**WHAT TO WORK ON**:
#1 From the article on Joost Bakker's Greenhouse, extract word for word the part that opens with the words containing "Greenhouse, according to" and closes with "entire food chain.".
#2 Extend the article on Joost Bakker's Greenhouse at Federation Square, picking up after its final sentence.

Greenhouse, according to its designer, Joost Bakker, isn’t a restaurant. Sure, this temporary installation at Melbourne’s Federation Square might offer selected lunch and dinner services through the week. Sure, two of Australia’s more celebrated chefs — Jo Barrett and Matt Stone, late of Oakridge winery in the Yarra Valley — are living here temporarily. And sure, restaurant folk across Australia and the world are following Greenhouse and its radical urban farmhouse cuisine with a very close eye (from the vegetables to the seafood to the insects, all the ingredients Barrett and Stone cook are raised onsite). But at the end of the day, this self-sustaining, self-contained house and ecosystem isn’t here to challenge the dining status quo: Greenhouse wants to shake up the entire food chain.
“I’ve always thought the existing system is dumb,” says Bakker, a Dutch-born, Yarra Valley-raised designer who has made a name for his anti-waste pop-ups and projects. “Where there’s a house and where there’s people, there’s waste, which means there’s nutrients. The nutrient density of our food is the biggest thing we need to tackle. To me, the most practical and simple solution is to grow food where you generate the waste.”

[Referring expression data]
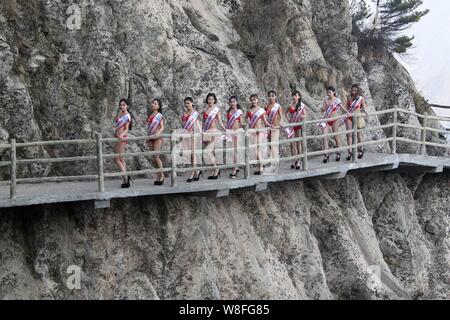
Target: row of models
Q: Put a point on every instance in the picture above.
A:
(270, 116)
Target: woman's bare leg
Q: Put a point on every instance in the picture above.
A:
(157, 145)
(120, 161)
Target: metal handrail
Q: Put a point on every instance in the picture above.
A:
(100, 157)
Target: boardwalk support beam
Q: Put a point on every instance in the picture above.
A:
(102, 204)
(261, 187)
(13, 190)
(223, 193)
(336, 176)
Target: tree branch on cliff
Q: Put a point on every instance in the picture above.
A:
(392, 18)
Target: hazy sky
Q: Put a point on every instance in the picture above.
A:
(429, 60)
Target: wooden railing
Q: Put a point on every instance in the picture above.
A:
(99, 143)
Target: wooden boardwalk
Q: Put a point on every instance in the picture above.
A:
(60, 192)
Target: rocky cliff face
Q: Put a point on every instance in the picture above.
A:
(300, 240)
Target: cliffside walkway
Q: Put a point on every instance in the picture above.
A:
(18, 192)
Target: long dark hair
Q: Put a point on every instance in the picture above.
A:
(211, 95)
(332, 89)
(127, 102)
(299, 104)
(159, 104)
(238, 105)
(358, 88)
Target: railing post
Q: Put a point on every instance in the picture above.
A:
(394, 131)
(13, 155)
(305, 147)
(173, 177)
(423, 147)
(247, 153)
(100, 169)
(355, 136)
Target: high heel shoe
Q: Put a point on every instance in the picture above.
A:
(338, 157)
(214, 177)
(350, 155)
(191, 179)
(197, 177)
(294, 164)
(127, 184)
(159, 182)
(361, 154)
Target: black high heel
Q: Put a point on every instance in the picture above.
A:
(159, 182)
(361, 154)
(350, 155)
(197, 178)
(191, 179)
(216, 177)
(127, 184)
(234, 175)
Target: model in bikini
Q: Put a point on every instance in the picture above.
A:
(155, 125)
(355, 104)
(331, 106)
(122, 124)
(295, 114)
(191, 124)
(274, 113)
(211, 120)
(257, 119)
(235, 122)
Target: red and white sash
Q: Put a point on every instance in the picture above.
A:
(190, 122)
(256, 116)
(154, 125)
(330, 110)
(355, 105)
(273, 113)
(234, 118)
(296, 117)
(230, 124)
(122, 121)
(211, 117)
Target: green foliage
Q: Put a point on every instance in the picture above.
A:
(393, 17)
(360, 11)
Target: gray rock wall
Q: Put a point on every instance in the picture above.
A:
(312, 240)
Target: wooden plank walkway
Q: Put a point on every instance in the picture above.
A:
(54, 192)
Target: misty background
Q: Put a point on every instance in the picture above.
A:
(429, 60)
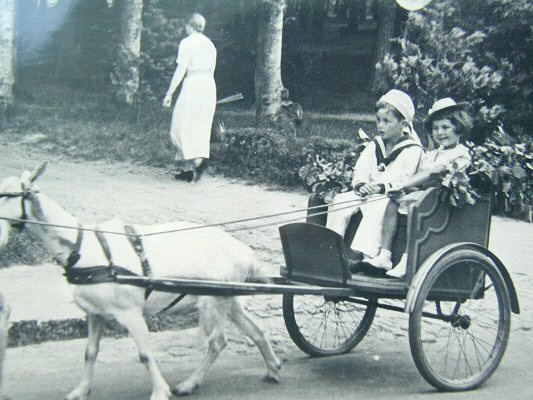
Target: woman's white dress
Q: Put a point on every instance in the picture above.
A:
(193, 112)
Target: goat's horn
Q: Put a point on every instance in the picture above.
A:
(38, 171)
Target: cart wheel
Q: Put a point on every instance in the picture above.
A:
(458, 341)
(325, 326)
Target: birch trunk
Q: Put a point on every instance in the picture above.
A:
(125, 75)
(386, 19)
(4, 314)
(268, 83)
(7, 55)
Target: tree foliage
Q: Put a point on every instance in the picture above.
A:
(470, 50)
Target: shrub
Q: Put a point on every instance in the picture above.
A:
(272, 157)
(473, 51)
(261, 154)
(505, 168)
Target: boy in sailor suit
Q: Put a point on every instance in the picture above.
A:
(391, 157)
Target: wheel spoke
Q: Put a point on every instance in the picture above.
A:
(462, 349)
(322, 326)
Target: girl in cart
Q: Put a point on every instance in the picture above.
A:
(392, 156)
(449, 123)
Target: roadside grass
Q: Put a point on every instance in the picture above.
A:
(85, 126)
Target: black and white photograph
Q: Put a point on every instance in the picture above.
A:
(266, 199)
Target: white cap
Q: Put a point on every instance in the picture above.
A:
(443, 104)
(413, 5)
(403, 103)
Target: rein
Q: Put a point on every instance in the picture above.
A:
(24, 195)
(346, 204)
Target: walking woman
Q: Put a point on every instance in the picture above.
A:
(192, 117)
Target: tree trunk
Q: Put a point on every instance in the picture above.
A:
(386, 13)
(125, 75)
(268, 84)
(7, 55)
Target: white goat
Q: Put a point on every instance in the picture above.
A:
(197, 254)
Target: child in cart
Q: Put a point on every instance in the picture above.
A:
(449, 123)
(392, 156)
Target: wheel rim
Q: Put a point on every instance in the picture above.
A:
(461, 350)
(327, 326)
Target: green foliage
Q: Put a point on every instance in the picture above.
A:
(261, 154)
(505, 169)
(474, 51)
(329, 167)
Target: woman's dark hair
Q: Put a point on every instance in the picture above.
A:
(459, 117)
(197, 22)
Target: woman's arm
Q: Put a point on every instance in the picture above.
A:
(179, 73)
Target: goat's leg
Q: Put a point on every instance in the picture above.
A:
(81, 392)
(136, 326)
(213, 315)
(241, 319)
(216, 345)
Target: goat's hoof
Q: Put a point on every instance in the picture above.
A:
(78, 394)
(161, 395)
(272, 377)
(184, 389)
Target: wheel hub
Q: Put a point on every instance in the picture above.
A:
(460, 321)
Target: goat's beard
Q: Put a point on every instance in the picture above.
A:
(5, 227)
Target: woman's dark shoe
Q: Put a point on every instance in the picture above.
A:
(198, 171)
(185, 176)
(354, 259)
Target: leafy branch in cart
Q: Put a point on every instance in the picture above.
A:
(508, 169)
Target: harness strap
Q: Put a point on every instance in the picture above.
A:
(94, 275)
(136, 242)
(75, 255)
(173, 303)
(105, 246)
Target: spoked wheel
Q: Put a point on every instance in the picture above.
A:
(458, 336)
(324, 326)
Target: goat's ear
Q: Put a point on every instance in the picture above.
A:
(38, 171)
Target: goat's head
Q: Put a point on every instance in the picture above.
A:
(13, 193)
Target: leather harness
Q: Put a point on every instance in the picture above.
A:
(100, 273)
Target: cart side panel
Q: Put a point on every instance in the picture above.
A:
(433, 224)
(313, 254)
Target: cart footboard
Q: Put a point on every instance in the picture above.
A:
(313, 254)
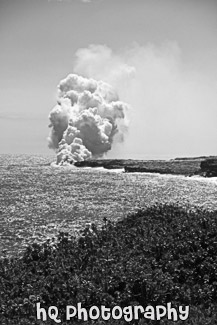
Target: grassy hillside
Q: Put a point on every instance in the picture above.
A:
(159, 255)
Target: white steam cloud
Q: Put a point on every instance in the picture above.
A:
(173, 99)
(87, 119)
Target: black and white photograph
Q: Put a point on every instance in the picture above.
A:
(108, 162)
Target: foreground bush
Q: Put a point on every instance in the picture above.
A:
(155, 256)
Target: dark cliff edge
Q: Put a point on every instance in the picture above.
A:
(204, 166)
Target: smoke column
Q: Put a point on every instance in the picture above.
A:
(87, 119)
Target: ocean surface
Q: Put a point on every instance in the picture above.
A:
(38, 198)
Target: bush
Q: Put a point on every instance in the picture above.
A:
(158, 255)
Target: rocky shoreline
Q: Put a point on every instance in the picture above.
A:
(204, 166)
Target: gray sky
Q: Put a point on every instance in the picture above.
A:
(170, 43)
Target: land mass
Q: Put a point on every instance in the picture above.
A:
(204, 166)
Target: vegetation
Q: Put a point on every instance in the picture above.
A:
(158, 255)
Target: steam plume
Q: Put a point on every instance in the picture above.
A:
(87, 119)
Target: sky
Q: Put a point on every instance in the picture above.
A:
(160, 56)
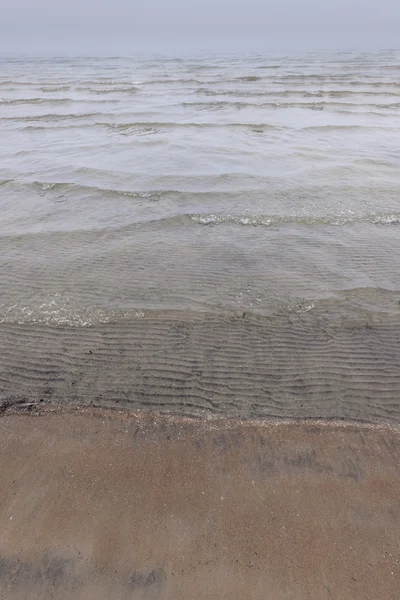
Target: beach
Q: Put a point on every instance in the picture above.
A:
(99, 504)
(200, 327)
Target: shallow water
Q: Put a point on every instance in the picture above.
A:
(128, 185)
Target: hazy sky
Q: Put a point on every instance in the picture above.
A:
(110, 26)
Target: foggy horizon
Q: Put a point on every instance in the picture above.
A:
(158, 27)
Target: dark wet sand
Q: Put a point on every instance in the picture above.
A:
(100, 504)
(312, 365)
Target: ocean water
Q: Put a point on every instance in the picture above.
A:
(267, 184)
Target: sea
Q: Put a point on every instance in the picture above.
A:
(222, 228)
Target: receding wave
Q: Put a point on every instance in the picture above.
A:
(269, 220)
(53, 117)
(18, 101)
(110, 90)
(58, 310)
(154, 126)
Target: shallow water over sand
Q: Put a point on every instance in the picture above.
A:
(202, 234)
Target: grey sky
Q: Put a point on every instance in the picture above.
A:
(254, 25)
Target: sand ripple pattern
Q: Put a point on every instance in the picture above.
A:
(205, 235)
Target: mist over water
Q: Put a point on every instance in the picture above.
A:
(130, 186)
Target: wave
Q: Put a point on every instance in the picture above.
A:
(57, 310)
(269, 220)
(110, 90)
(17, 101)
(154, 126)
(53, 117)
(249, 78)
(223, 104)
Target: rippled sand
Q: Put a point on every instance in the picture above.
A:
(97, 505)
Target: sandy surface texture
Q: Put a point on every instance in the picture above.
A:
(99, 505)
(301, 366)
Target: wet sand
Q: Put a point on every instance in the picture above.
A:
(314, 365)
(101, 504)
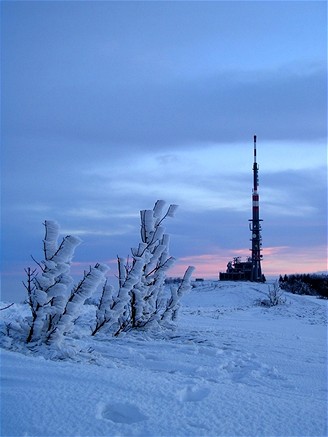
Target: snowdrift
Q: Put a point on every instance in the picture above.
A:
(230, 368)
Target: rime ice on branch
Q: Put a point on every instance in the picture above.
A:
(142, 296)
(53, 301)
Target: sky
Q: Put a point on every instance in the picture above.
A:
(108, 106)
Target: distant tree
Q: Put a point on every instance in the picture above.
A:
(309, 284)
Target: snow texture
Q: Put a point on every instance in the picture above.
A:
(231, 368)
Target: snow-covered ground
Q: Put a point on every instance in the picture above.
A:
(231, 368)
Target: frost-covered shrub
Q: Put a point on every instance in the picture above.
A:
(275, 296)
(53, 300)
(142, 298)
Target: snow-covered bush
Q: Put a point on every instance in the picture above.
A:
(53, 300)
(275, 296)
(142, 298)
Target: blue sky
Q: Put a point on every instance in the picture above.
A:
(109, 106)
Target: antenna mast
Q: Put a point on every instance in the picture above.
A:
(255, 225)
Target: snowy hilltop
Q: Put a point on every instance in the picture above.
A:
(230, 367)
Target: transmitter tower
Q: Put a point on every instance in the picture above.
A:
(255, 224)
(249, 270)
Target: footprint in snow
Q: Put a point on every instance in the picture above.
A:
(192, 394)
(120, 413)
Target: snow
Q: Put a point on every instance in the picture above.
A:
(231, 368)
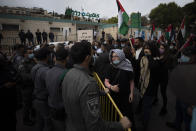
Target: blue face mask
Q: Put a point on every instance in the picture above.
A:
(171, 47)
(122, 45)
(116, 62)
(31, 56)
(115, 45)
(184, 59)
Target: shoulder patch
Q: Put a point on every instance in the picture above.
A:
(93, 106)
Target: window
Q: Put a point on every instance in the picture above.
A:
(10, 27)
(55, 29)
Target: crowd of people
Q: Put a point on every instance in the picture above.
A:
(40, 37)
(57, 91)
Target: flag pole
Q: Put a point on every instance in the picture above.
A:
(179, 30)
(180, 27)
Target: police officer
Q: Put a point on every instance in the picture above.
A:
(7, 94)
(39, 37)
(29, 36)
(81, 97)
(44, 36)
(38, 74)
(27, 85)
(22, 36)
(54, 79)
(51, 36)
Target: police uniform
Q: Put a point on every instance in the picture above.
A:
(40, 93)
(54, 79)
(81, 101)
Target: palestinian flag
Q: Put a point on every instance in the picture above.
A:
(181, 34)
(152, 31)
(182, 28)
(123, 19)
(168, 32)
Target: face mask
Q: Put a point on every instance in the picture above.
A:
(184, 59)
(161, 51)
(136, 46)
(115, 45)
(171, 47)
(122, 45)
(30, 56)
(116, 62)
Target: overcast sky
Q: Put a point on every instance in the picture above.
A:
(106, 8)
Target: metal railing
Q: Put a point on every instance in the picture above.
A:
(109, 109)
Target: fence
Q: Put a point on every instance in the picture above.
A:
(109, 109)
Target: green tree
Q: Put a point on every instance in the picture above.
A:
(144, 21)
(68, 13)
(112, 20)
(166, 14)
(190, 15)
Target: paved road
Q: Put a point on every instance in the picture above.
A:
(156, 123)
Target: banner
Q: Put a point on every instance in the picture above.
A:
(85, 35)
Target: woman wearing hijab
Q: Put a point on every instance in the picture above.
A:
(120, 81)
(148, 80)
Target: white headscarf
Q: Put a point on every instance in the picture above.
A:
(124, 64)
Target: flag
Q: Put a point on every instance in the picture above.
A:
(168, 32)
(187, 43)
(182, 28)
(152, 31)
(181, 34)
(123, 19)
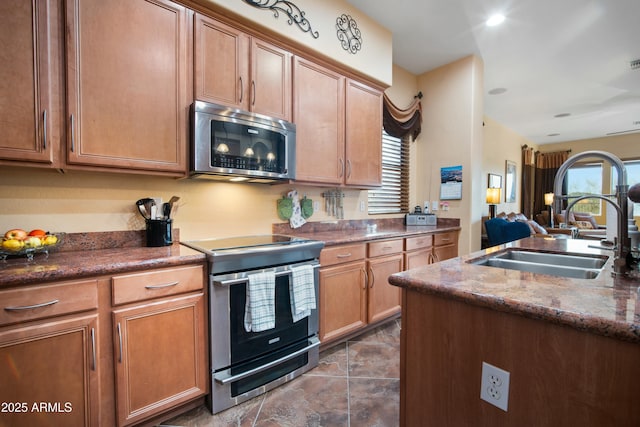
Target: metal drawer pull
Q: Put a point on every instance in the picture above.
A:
(120, 341)
(225, 376)
(166, 285)
(30, 307)
(44, 129)
(93, 349)
(73, 137)
(243, 277)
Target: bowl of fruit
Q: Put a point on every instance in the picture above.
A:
(19, 242)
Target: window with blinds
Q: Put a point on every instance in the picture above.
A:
(393, 196)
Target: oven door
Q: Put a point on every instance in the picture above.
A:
(231, 343)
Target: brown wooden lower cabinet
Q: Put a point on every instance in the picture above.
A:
(160, 356)
(49, 374)
(60, 354)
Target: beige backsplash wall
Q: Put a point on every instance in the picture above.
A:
(85, 201)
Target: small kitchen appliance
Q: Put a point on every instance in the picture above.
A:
(237, 145)
(245, 363)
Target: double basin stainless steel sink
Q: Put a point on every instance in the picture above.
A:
(583, 266)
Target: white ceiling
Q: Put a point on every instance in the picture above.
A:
(552, 56)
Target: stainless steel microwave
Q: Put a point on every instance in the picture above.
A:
(237, 145)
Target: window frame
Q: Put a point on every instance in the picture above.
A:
(393, 196)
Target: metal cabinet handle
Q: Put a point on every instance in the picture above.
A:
(93, 349)
(30, 307)
(120, 341)
(166, 285)
(44, 130)
(73, 138)
(253, 87)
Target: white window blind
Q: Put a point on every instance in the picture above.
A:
(393, 196)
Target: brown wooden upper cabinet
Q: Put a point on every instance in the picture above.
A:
(237, 70)
(338, 128)
(25, 89)
(128, 84)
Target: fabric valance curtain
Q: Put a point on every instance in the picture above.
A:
(547, 164)
(528, 181)
(398, 122)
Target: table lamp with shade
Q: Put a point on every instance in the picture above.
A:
(548, 200)
(493, 198)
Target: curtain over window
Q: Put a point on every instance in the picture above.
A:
(401, 123)
(547, 164)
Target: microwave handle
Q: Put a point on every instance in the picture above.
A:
(279, 271)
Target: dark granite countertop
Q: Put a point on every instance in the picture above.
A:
(354, 231)
(94, 254)
(605, 305)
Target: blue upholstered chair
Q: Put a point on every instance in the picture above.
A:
(501, 231)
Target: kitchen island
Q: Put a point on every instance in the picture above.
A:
(571, 346)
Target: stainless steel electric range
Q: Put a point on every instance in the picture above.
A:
(245, 363)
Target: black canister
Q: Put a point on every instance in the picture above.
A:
(159, 232)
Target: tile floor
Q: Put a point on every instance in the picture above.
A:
(356, 384)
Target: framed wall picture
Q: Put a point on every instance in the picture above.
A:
(510, 182)
(495, 181)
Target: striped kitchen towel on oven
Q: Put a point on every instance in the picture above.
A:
(302, 291)
(260, 309)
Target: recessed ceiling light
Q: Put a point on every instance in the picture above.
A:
(494, 20)
(497, 91)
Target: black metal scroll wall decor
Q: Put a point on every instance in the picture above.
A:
(348, 33)
(296, 16)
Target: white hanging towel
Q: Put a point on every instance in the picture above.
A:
(260, 309)
(302, 292)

**EXERCISE RESPONSES**:
#1
Greenhouse, according to its designer, Joost Bakker, isn’t a restaurant. Sure, this temporary installation at Melbourne’s Federation Square might offer selected lunch and dinner services through the week. Sure, two of Australia’s more celebrated chefs — Jo Barrett and Matt Stone, late of Oakridge winery in the Yarra Valley — are living here temporarily. And sure, restaurant folk across Australia and the world are following Greenhouse and its radical urban farmhouse cuisine with a very close eye (from the vegetables to the seafood to the insects, all the ingredients Barrett and Stone cook are raised onsite). But at the end of the day, this self-sustaining, self-contained house and ecosystem isn’t here to challenge the dining status quo: Greenhouse wants to shake up the entire food chain.

#2
Just as Bakker takes a maverick approach to food production — Greenhouse, among other things, uses shower steam to grow its mushrooms and employs a biogas digester to turn the house’s organic waste into fuel for the kitchen — his list of people-I-look-up-to is equally surprising. (“Do they have to be alive?” he asked when T Australia approached him for this piece.) Listed in order of when they appeared in Bakker’s life, these are the thinkers who have inspired him to dare to be different.
Friedensreich Hundertwasser, Austrian artist and architect
“I have an uncle and aunt in the Bay of Islands in New Zealand and Mum and Dad holidayed there each year. I was around 10 when they came home with this book of Hundertwasser’s work. He was an Austrian artist who spent six months of his year in New Zealand and six months in Austria and was obsessed with the idea of making urban-area ecosystems. I just fell in love with his work. In the ’60s he did things like retrofit buildings to create vertical and rooftop gardens and connect toilets to a compost system. He worked on literally hundreds of buildings, including public buildings and power stations. His museum in Vienna [Kunst Haus Wien] is one of the most popular attractions in the city. He was really trying to make people realise that urban areas could be incredibly productive. He believed that if a building already exists, why pull it down and rebuild it and create all this waste? I’m a big believer in that as well.”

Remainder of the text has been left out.